▶ **To-do list**
• 1. In the thread on reading gzip files line by line, translate this sentence into Spanish: "The key issue in this snippet is the value of encoding."
• 2. Write the next few sentences of the thread on reading gzip files line by line, starting after its last sentence.

━━ Source passage ━━

GZIPInputStream reading line by line
Asked Answered
A

5

96

I have a file in .gz format. The java class for reading this file is GZIPInputStream. However, this class doesn't extend the BufferedReader class of java. As a result, I am not able to read the file line by line. I need something like this

reader  = new MyGZInputStream( some constructor of GZInputStream) 
reader.readLine()...

I though of creating my class which extends the Reader or BufferedReader class of java and use GZIPInputStream as one of its variable.

import java.io.BufferedReader;
import java.io.FileInputStream;
import java.io.FileNotFoundException;
import java.io.IOException;
import java.io.Reader;
import java.util.zip.GZIPInputStream;

public class MyGZFilReader extends Reader {

    private GZIPInputStream gzipInputStream = null;
    char[] buf = new char[1024];

    @Override
    public void close() throws IOException {
        gzipInputStream.close();
    }

    public MyGZFilReader(String filename)
               throws FileNotFoundException, IOException {
        gzipInputStream = new GZIPInputStream(new FileInputStream(filename));
    }

    @Override
    public int read(char[] cbuf, int off, int len) throws IOException {
        // TODO Auto-generated method stub
        return gzipInputStream.read((byte[])buf, off, len);
    }

}

But, this doesn't work when I use

BufferedReader in = new BufferedReader(
    new MyGZFilReader("F:/gawiki-20090614-stub-meta-history.xml.gz"));
System.out.println(in.readLine());

Can someone advice how to proceed ..

Alp answered 3/7, 2009 at 18:19 Comment(2)
look at this link https://mcmap.net/q/219276/-how-can-i-zip-and-unzip-a-string-using-gzipoutputstream-that-is-compatible-with-net/779408. A compress and decompress method is represented there.Domain
For the love of all that is good and right in this world and for the sanity of any developers who write even remotely worthwhile code.....BE AWARE OF ENCODING AS @erickson POINTS OUT! He is the only answer that points this out, which makes me want to cry.Banausic
T
156

The basic setup of decorators is like this:

InputStream fileStream = new FileInputStream(filename);
InputStream gzipStream = new GZIPInputStream(fileStream);
Reader decoder = new InputStreamReader(gzipStream, encoding);
BufferedReader buffered = new BufferedReader(decoder);

The key issue in this snippet is the value of encoding. This is the character encoding of the text in the file. Is it "US-ASCII", "UTF-8", "SHIFT-JIS", "ISO-8859-9", …? there are hundreds of possibilities, and the correct choice usually cannot be determined from the file itself. It must be specified through some out-of-band channel.

━━━
━━ Given entries ━━

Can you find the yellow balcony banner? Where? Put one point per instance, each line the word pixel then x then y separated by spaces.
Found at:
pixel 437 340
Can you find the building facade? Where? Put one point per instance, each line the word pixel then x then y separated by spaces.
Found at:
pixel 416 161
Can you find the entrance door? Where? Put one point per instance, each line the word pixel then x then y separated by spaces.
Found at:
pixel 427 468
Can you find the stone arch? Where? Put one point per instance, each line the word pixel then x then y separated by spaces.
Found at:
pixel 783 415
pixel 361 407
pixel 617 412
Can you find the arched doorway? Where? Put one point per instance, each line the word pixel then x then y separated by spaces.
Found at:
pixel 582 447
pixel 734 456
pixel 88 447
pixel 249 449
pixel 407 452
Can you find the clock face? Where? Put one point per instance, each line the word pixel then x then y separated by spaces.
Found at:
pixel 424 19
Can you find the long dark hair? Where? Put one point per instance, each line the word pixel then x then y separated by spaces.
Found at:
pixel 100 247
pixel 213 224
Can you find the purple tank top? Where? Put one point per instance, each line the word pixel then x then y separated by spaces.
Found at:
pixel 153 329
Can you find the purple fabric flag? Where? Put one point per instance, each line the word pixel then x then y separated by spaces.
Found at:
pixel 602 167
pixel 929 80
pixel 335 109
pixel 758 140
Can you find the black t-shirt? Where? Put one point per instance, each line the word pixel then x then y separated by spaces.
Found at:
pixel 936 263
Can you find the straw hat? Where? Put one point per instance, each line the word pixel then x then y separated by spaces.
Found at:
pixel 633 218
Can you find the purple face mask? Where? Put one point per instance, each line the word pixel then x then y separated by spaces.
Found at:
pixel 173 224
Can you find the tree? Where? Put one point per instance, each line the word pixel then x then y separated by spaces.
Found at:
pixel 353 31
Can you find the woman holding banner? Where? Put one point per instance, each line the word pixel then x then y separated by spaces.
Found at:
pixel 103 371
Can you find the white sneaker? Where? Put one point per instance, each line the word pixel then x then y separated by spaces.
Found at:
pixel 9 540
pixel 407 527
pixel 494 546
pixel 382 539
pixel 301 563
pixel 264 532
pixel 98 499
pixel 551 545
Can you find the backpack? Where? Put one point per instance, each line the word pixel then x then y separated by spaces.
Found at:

━━━

▶ **Answers for the tasks**
• 1. El problema clave en este fragmento es el valor de encoding.

• 2.
For example, maybe it's the platform default. In a networked environment, however, this is extremely fragile. The machine that wrote the file might sit in the neighboring cubicle, but have a different default file encoding.

Most network protocols use a header or other metadata to explicitly note the character encoding.

In this case, it appears from the file extension that the content is XML. XML includes the "encoding" attribute in the XML declaration for this purpose. Furthermore, XML should really be processed with an XML parser, not as text. Reading XML line-by-line seems like a fragile, special case.

Failing to explicitly specify the encoding is against the second commandment. Use the default encoding at your peril!

Toting answered 3/7, 2009 at 18:24 Comment(8)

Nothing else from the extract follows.